• [REQUIRED WORK]: The answer consists solely of the data below, reproduced exactly.

======== MATERIAL TO PROCESS ========

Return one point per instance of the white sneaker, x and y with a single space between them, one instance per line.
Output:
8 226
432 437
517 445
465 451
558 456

========

• [ANSWER TO THIS EXERCISE]:
Return one point per instance of the white sneaker, x and y with a single space between them, one instance per line.
Output:
8 226
432 437
517 445
465 451
558 456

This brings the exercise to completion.